Would you transcribe the entries below word for word, omitting all images?

*** Input for this task ***

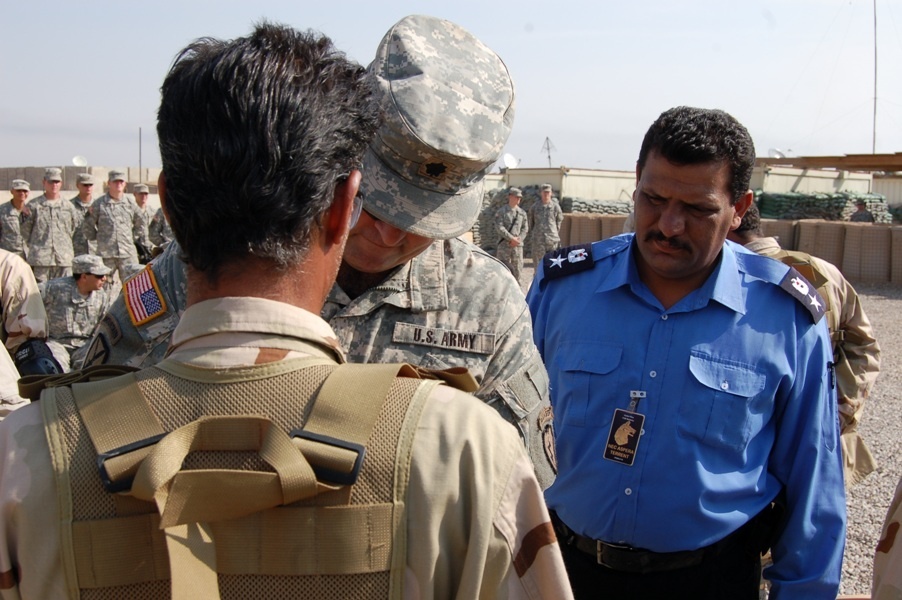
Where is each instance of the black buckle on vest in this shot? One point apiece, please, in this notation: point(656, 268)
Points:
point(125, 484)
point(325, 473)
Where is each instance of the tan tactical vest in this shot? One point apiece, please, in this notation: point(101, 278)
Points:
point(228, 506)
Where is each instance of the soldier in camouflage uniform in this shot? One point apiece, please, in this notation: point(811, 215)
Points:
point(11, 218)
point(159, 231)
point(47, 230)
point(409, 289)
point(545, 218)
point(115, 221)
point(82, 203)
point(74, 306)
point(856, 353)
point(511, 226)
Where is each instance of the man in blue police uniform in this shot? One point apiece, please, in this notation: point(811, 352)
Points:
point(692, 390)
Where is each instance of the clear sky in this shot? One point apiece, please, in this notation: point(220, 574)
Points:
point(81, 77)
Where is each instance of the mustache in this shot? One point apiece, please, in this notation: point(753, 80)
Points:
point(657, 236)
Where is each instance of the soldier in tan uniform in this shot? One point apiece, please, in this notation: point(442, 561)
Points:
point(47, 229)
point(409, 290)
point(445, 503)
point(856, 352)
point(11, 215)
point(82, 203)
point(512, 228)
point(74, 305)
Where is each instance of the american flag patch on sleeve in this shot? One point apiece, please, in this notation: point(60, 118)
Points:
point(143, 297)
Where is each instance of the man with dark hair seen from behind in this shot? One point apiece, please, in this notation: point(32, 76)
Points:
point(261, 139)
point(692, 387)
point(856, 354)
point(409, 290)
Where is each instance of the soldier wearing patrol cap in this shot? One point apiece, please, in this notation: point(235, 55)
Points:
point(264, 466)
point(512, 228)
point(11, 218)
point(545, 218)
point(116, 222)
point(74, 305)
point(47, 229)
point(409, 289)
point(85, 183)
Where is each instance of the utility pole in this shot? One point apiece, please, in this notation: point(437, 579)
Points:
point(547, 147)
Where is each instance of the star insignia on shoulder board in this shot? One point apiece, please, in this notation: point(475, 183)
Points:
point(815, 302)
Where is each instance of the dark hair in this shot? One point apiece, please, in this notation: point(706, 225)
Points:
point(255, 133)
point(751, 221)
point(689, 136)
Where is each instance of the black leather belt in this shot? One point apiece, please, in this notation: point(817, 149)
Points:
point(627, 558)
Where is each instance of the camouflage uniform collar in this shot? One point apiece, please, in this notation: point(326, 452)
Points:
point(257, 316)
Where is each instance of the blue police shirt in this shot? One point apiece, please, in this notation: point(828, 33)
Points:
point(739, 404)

*** End of Input for this task ***

◆ Answer below
Where is each instance of the black buckle on vest in this shot? One point apiece, please, in this notation: point(656, 268)
Points:
point(125, 484)
point(325, 473)
Where is each instance of the tan tactical vest in this shot? One point apiece, please, in this notation: point(101, 278)
Points:
point(228, 506)
Where is each instance of the soldier in camouflage uniform in this shot? One point apiece, please, in this notation: point(811, 215)
Points:
point(11, 218)
point(159, 231)
point(47, 230)
point(409, 289)
point(545, 218)
point(115, 221)
point(82, 203)
point(74, 306)
point(856, 353)
point(511, 226)
Where is each instance of the man in blue police uniform in this shot? One point apiece, please, in this notation: point(811, 352)
Points:
point(692, 390)
Where is each instance of the clear sky in this shot? One point apiece, please, in this notation: point(220, 574)
Points:
point(81, 77)
Where is each instance of the mustache in this shot? One point apiece, please, in this notation: point(753, 80)
Points:
point(657, 236)
Where is each instance of the soldier in tan uniform in this shot? One point apiece, please, in this notation: point(442, 561)
Points:
point(47, 229)
point(409, 290)
point(445, 503)
point(856, 352)
point(11, 215)
point(82, 203)
point(512, 228)
point(74, 305)
Where is each instance of the american flag patch on sleeve in this shot? One point apiece, please, in this notation: point(60, 118)
Points:
point(143, 297)
Where is each instance of the man with dark hair seen from behind in this shot? One point apiece, please, in this notation: point(32, 76)
Points:
point(261, 139)
point(692, 387)
point(856, 354)
point(409, 290)
Where is each instance of the soldier wearing patrol cap in this shot? One point apiece, please, in this notation: point(235, 55)
Points:
point(264, 466)
point(512, 228)
point(11, 218)
point(545, 218)
point(116, 222)
point(74, 305)
point(47, 229)
point(409, 289)
point(85, 183)
Where is each instance of the utility pole in this shot? One point apiece, please, in this notation: point(437, 579)
Points:
point(547, 147)
Where is each instance of the star insignia on shoulder board in this shot? One point apiece, please, in this notation: point(475, 183)
Points:
point(815, 302)
Where is each instance of the dark hair in this shot? One point apiece, please, in this notation: point(706, 225)
Points:
point(255, 133)
point(751, 221)
point(689, 136)
Where is each instance of the black leather belt in this shot? One point apiece, please, in this notation: point(817, 149)
Points:
point(627, 558)
Where is each instance of the camouflage uniform collar in this shot? One point apiece, please, in this notation: point(326, 452)
Points:
point(257, 316)
Where is each instance of the blue police shirt in this shot? One point apiece, please, in this notation: point(828, 33)
Points:
point(739, 404)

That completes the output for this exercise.